▶ [Tasks and exercises]:
1. In the passage about stray dogs in Mexico, put this sentence into Spanish: "Mexican dogs have it rough compared to their northern counterparts."
2. According to the passage about stray dogs in Mexico, how many pages long is the pamphlet that was printed out?

▶ [Document passage]:
Amy and I are still not accustomed to the sight of half starved creatures roaming roads. Often they are maimed from being struck by vehicles. Twice we found dead dogs on our property and buried them. Two dogs show up at our doorstep every day to be fed. I told Amy after the first one not to feed more. But another one was so pitiful with its bones poking out she fed it and now it is “our” dog. 
Mexican dogs have it rough compared to their northern counterparts.

Avion (foreground,) and Loki
I am Facebook friends with an American woman living in Oaxaca. She is doing marvelous work helping the animals here. Recently she developed a couple of Spanish language coloring booklets to teach children how to handle animals with respect and care. Since Amy and I are teaching in our pueblo, she sent and we printed out an 8 page pamphlet. Soon to be shared during our Sunday workshop at our home.

I have had some misgivings. What if the children go back home and the adults are insulted that we are advising their children. These are poor people who cannot afford cars, water heaters, and sometimes do not send children to school for lack of money. How are they to pay for vet care, neutering, good pet food, grooming etc.? It is like showing them inadequacies.

Yet Amy and I want to make the project fun, and we will show how to make a stitched booklet. The kids can make art for the covers. 

"Animal protection is education to humanity." (Albert Schweitzer)

▶ [Data listing]:
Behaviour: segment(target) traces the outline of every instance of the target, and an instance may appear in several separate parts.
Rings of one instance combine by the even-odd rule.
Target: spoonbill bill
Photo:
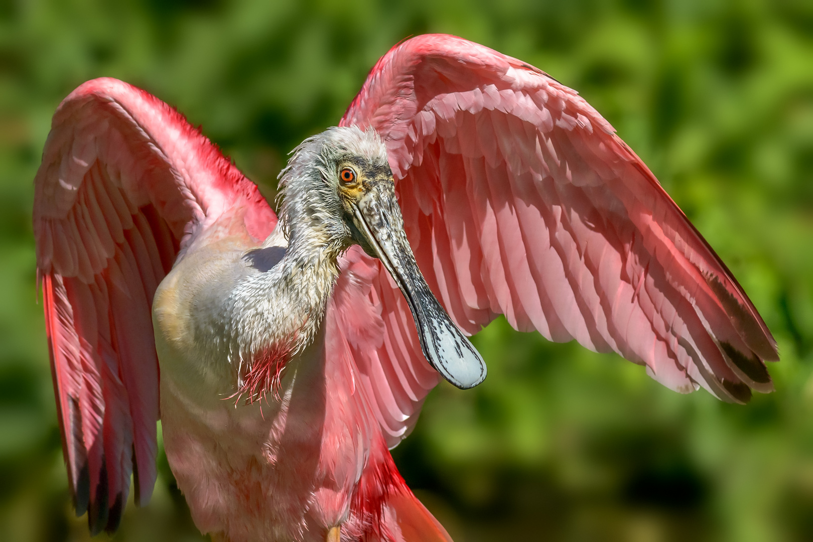
[[[114,79],[54,115],[33,209],[69,486],[115,531],[156,421],[217,540],[449,540],[389,449],[498,314],[745,403],[776,345],[652,172],[571,89],[446,35],[393,47],[280,173],[279,216]]]

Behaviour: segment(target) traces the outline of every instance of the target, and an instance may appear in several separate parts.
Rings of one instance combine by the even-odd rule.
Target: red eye
[[[355,171],[351,170],[350,167],[345,167],[339,171],[339,179],[341,179],[343,183],[352,183],[355,180]]]

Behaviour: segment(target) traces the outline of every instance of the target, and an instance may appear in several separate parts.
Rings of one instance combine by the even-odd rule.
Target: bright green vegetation
[[[199,3],[0,2],[0,540],[88,538],[67,504],[30,225],[59,101],[99,76],[145,88],[271,197],[285,154],[426,32],[578,89],[729,266],[782,361],[777,391],[737,406],[500,319],[475,338],[486,382],[440,386],[394,451],[407,481],[459,542],[813,539],[813,4]],[[116,540],[200,540],[159,462],[152,504],[131,505]]]

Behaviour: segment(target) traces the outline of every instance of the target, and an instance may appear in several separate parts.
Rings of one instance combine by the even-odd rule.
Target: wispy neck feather
[[[312,186],[318,180],[289,182]],[[313,342],[347,248],[318,191],[290,194],[278,225],[288,239],[285,256],[235,292],[233,359],[238,360],[238,394],[249,401],[276,393],[285,365]]]

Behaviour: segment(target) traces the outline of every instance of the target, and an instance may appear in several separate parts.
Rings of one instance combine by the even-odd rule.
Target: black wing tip
[[[102,468],[99,469],[99,479],[96,483],[95,498],[90,501],[90,509],[88,510],[88,527],[90,529],[91,536],[100,534],[107,527],[109,491],[107,467],[102,461]]]
[[[107,524],[105,526],[105,532],[108,535],[114,534],[119,530],[121,524],[121,518],[124,512],[124,494],[120,492],[115,496],[113,505],[107,510]]]
[[[751,388],[742,382],[734,382],[727,379],[721,379],[720,384],[723,388],[731,396],[733,402],[740,405],[746,405],[751,400]]]

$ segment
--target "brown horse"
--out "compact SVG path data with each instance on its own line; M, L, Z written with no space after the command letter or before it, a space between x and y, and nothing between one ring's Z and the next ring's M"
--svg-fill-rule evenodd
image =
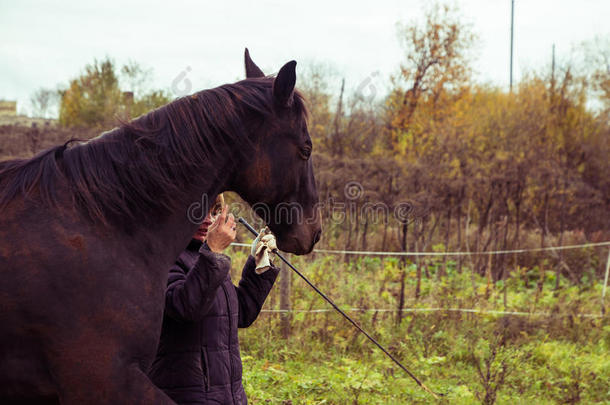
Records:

▶ [Solved tasks]:
1. Los perros mexicanos la pasan mal en comparación con sus contrapartes del norte.

2. Eight pages.